EXERCISE AIM
Transcribe, word for word, the line containing "Can you see the green leaf" and each line following it through the end of the listing below. Omit all other lines.

SOURCE DATA
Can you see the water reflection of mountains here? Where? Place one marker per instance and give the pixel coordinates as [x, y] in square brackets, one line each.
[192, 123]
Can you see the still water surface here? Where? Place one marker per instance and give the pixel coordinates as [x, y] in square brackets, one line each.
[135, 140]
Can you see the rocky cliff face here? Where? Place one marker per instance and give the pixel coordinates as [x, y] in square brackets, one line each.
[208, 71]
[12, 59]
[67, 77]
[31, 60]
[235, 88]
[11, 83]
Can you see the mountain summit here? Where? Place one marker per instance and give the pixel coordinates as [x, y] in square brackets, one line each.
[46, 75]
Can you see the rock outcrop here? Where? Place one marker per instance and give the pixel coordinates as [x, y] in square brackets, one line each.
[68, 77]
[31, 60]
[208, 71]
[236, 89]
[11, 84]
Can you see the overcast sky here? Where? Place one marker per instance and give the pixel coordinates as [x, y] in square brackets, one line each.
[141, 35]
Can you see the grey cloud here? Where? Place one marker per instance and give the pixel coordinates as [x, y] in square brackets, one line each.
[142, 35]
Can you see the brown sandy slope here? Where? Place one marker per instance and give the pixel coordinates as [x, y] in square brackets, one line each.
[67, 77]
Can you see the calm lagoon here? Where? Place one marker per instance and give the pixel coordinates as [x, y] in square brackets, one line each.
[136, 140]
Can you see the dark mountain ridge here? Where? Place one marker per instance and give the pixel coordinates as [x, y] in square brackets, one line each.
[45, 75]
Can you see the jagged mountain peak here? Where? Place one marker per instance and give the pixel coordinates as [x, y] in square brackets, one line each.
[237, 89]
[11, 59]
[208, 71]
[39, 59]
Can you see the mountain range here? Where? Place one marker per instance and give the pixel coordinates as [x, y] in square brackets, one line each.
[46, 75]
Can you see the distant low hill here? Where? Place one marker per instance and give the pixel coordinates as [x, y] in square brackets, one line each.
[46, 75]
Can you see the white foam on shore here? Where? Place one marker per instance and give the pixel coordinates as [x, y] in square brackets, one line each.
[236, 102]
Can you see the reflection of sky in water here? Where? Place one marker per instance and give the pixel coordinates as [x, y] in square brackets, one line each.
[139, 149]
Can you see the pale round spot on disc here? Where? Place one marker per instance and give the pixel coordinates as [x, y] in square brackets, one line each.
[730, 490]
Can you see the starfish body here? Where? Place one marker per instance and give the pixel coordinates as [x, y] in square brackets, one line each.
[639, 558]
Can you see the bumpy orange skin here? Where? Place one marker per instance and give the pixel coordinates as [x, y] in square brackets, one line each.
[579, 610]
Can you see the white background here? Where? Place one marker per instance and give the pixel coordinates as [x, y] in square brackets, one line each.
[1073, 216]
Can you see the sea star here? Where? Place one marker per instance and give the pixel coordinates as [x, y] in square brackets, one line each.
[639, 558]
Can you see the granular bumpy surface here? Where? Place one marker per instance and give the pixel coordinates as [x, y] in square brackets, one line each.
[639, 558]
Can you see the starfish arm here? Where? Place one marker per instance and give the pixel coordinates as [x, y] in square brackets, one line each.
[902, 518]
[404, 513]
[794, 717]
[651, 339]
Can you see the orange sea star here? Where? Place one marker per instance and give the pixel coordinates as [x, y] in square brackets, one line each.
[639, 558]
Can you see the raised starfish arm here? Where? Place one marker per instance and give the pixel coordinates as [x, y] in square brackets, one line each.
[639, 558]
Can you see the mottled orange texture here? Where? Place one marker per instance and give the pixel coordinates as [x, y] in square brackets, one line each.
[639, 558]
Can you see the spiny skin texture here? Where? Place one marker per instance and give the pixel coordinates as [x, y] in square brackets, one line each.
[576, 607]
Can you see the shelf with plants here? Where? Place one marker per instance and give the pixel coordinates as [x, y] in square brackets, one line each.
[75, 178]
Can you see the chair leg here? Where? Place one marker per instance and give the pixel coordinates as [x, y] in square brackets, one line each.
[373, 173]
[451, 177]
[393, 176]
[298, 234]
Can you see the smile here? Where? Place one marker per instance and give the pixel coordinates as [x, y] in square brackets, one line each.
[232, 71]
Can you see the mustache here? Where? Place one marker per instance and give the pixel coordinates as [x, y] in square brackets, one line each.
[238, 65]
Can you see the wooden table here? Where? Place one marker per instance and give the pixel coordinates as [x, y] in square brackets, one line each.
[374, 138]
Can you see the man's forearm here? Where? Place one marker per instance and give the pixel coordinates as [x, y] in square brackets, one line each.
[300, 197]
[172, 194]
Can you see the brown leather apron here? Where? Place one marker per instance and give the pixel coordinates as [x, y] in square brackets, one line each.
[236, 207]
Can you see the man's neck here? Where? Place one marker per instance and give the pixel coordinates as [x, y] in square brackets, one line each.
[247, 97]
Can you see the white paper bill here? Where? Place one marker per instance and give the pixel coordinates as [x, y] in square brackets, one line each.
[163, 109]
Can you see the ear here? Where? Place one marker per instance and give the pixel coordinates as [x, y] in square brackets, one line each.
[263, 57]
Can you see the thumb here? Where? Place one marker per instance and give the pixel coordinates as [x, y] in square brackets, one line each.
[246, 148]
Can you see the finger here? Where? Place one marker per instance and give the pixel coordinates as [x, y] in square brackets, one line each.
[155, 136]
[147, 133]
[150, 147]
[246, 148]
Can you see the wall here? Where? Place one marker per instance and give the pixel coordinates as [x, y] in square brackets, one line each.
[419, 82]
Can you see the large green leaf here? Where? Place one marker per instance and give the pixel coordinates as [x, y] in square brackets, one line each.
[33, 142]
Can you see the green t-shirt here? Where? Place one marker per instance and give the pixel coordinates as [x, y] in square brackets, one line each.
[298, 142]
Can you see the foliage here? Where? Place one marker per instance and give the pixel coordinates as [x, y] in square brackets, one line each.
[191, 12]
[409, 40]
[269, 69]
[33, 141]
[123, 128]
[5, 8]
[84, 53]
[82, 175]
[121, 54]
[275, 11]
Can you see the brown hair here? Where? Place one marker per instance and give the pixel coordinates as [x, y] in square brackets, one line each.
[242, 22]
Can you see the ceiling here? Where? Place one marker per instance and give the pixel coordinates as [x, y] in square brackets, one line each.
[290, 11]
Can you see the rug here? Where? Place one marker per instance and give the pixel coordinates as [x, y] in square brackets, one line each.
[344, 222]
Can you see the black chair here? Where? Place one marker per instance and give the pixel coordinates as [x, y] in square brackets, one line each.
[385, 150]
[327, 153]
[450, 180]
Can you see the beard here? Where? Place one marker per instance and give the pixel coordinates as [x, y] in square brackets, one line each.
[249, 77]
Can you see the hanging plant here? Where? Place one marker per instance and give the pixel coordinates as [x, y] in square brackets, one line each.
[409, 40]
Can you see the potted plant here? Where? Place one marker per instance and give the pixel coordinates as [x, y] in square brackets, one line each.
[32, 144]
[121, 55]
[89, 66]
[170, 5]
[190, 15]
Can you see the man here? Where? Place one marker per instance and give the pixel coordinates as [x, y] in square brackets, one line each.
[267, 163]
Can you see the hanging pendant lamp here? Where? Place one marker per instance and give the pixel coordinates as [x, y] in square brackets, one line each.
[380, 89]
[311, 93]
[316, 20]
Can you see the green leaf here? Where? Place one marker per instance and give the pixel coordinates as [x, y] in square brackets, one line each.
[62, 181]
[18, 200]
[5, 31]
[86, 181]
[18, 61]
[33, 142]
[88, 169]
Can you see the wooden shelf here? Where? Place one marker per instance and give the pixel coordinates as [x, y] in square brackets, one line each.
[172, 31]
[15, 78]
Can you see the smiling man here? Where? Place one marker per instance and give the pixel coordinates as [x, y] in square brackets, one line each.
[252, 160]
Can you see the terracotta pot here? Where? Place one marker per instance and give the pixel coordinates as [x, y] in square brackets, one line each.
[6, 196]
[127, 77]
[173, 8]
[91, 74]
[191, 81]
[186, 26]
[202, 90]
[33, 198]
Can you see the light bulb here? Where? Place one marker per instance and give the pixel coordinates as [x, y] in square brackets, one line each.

TASK RESULT
Can you see the green leaf here? Where? Place one marker per instance and give the pixel coordinates as [x, y] in square brackets, one line each.
[62, 181]
[18, 200]
[5, 31]
[86, 181]
[18, 61]
[33, 142]
[88, 169]
Can you see the wooden shelf here? Where? Place one marker per instance and give the pixel coordinates as [x, y] in square brackets, one line each.
[172, 31]
[15, 78]
Can you see the smiling man here? Where? Place one marker per instance and give the pixel coordinates as [x, y] in square brackets, one line each.
[252, 160]
Can you see the terracotta pot here? Where? Place one marker per instance and give the pixel coordinates as [x, y] in square brackets, one line each.
[6, 196]
[127, 77]
[173, 8]
[91, 74]
[191, 81]
[186, 26]
[202, 90]
[33, 198]
Can you see the light bulb here? Where? Place one marker per instance and give the pixel coordinates as [x, y] in square brackets, one line each.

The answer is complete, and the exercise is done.